Gösterilen Metin »
============================================================

Korona virüsü aşılamasına ilişkin açıklama yapan tabipler, Sağlık Bakanlığı’nın yeterli aşı bulunmadan yeni yaş gruplarına randevu açtığını, ardından da randevu sistemini kapattığını belirtti.
Sağlık Bakanlığı, korona aşılamasında sıranın 55 yaş üzerine geldiğini duyurdu. Bakanlığın duyurusunun ardından aşı randevu sisteminin kapatıldığını belirten Türk Tabipleri Birliği (TTB), aşılamaya ilişkin yaptığı açıklamada, “Aşılama risk grubuna dahil edilen yurttaşlar ne 182’den ne de Aşıla mobil uygulamasından randevu alabilmektedir. Tabip odalarımızdan ve TTB kollarından gelen bilgilere göre Türkiye’nin tüm bölgelerinde aşı aksamasının olduğu, yurttaşların 3 Mayıs öncesine randevu alamadığı anlaşılmaktadır” dedi.
Aşıda ve randevuda yaşanan problemlerden sağlık çalışanlarının sorumlu olmadığını, bakanlığın şeffaf olması gerektiğini belirten tabiplerin, “Aşı yok, randevu yok, algı yönetimi var” başlıklı açıklamasında şunlar kaydedildi:
Elde yeterli aşı bulunmadığı aşikâr
Aşı takviminin ve aşıların tedarikinin nasıl planlandığına dair daha sürecin başında yönelttiğimiz ve tekrar tekrar ilettiğimiz sorularımıza hâlâ yanıt vermeyen Sağlık Bakanlığı, pandeminin başından bu yana olduğu gibi yine salgın yerine algıyı yönetmektedir. Elde yeterli aşı bulunmadığı aşikâr olmasına rağmen yeni yaş gruplarına randevu açmış, duyurusunu yapmış ve ardından aşı randevu sistemini kapatmıştır. Haberlerde risk grubuna alındığını ve aşılanacağını öğrenen vatandaşlarımız, aile sağlığı merkezlerine ve sağlık kurumlarına başvurmakta, randevu ve aşıda yaşanan sıkıntıların sorumluluğunu sağlık çalışanlarında aramakta, sağlık çalışanlarına talep ve suçlamalarda bulunmaktadır. Sağlık Bakanlığı’nın kötü yönetimi sağlıkta şiddet olarak karşımıza çıkmaktadır.
Sağlık Bakanlığı’na çağrı
Kamuoyuna buradan duyuruyoruz: Bizler tüm vatandaşlarımızın bir an önce aşılanmasını istiyoruz ve bunun için canla başla çalışıyoruz. Aşıda ve randevuda yaşanan problemlerden/aksaklıklardan sağlık çalışanları sorumlu değildir. Sağlık Bakanlığı’na çağrımız; algı yönetmek yerine, toplumsal bağışıklığın sağlanabilmesi için vatandaşlarımızın hakkı olan aşıyı, çalışma koşulları nedeniyle yüksek risk barındıran emekçileri de bir an önce öncelikli grupta değerlendirerek, daha fazla gecikmeksizin temin etmesidir.”

============================================================

Bilgilerden Yararlanarak »
1 – Yukarıdaki aşılama metnine göre aşağıdaki soruları yanıtlayın:
(a) Sağlık Bakanlığı aşılamada sıranın hangi yaş grubuna geldiğini duyurmuştur?
(b) Risk grubuna alınan yurttaşlar hangi iki kanaldan randevu alamamaktadır?
(c) Tabiplerin açıklamasının başlığı nedir?
2 – Aşılama metninin "Korona virüsü aşılamasına" sözcüklerini içeren yerle açılıp "sistemini kapattığını belirtti." ile kapanan bölümünü değiştirmeden yazın.

============================================================

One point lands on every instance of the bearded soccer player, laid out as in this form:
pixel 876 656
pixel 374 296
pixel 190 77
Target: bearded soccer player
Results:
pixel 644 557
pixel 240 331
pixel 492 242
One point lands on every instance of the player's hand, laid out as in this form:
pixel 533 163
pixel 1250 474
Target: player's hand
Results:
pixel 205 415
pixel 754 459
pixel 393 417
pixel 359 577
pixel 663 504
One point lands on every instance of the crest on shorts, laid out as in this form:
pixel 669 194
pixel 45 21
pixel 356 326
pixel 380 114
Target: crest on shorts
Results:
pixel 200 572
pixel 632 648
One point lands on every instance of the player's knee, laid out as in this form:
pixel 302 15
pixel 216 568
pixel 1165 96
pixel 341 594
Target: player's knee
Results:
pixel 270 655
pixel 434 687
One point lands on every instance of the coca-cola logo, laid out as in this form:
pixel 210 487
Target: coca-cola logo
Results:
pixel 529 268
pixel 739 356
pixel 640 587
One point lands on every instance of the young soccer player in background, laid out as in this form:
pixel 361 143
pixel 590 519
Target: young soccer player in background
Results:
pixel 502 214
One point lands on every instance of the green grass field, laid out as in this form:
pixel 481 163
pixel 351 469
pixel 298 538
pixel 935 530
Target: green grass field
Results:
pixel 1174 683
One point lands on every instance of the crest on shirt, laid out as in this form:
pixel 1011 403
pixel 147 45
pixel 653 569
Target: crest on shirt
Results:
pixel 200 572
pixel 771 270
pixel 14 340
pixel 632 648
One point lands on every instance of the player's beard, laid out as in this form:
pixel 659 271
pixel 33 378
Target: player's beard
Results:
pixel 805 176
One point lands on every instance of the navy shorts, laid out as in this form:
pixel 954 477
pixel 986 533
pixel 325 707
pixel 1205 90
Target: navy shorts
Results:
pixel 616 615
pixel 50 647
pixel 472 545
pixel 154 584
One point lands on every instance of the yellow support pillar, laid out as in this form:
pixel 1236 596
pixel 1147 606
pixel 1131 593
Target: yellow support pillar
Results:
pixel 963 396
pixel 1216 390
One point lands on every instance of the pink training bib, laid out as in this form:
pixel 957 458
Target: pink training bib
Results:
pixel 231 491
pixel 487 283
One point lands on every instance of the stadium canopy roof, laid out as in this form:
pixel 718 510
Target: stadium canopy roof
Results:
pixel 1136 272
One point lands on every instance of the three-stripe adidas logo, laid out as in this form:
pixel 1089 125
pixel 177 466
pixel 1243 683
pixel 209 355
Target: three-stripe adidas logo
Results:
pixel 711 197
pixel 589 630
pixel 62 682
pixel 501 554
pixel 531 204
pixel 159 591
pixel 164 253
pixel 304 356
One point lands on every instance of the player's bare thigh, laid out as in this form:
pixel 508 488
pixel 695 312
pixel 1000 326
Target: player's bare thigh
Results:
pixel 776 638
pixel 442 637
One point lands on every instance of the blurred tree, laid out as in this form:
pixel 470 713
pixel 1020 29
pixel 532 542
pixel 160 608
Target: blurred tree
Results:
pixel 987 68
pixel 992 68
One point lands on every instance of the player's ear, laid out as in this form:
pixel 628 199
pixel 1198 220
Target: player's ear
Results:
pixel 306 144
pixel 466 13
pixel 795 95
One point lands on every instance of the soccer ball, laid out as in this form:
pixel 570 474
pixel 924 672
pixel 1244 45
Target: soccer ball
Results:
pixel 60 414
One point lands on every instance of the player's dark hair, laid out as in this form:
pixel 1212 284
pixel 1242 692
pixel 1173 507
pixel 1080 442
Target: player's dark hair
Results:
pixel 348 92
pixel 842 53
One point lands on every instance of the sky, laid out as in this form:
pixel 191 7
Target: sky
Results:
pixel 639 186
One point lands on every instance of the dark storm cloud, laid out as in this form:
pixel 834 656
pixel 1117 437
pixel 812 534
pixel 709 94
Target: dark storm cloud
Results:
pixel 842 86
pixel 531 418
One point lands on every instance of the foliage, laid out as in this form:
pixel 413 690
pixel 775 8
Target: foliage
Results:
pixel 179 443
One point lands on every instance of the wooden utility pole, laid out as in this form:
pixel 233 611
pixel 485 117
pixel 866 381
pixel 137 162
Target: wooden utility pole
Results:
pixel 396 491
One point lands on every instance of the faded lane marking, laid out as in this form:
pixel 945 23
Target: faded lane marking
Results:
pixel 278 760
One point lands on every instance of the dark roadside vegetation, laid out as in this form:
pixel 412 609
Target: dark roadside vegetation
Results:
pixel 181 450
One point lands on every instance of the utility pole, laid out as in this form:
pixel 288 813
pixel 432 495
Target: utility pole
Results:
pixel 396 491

============================================================

Görev Yanıtları »
1 –
(a) 55 yaş üzeri
(b) 182 ve Aşıla mobil uygulaması
(c) "Aşı yok, randevu yok, algı yönetimi var"

2 –
Korona virüsü aşılamasına ilişkin açıklama yapan tabipler, Sağlık Bakanlığı’nın yeterli aşı bulunmadan yeni yaş gruplarına randevu açtığını, ardından da randevu sistemini kapattığını belirtti.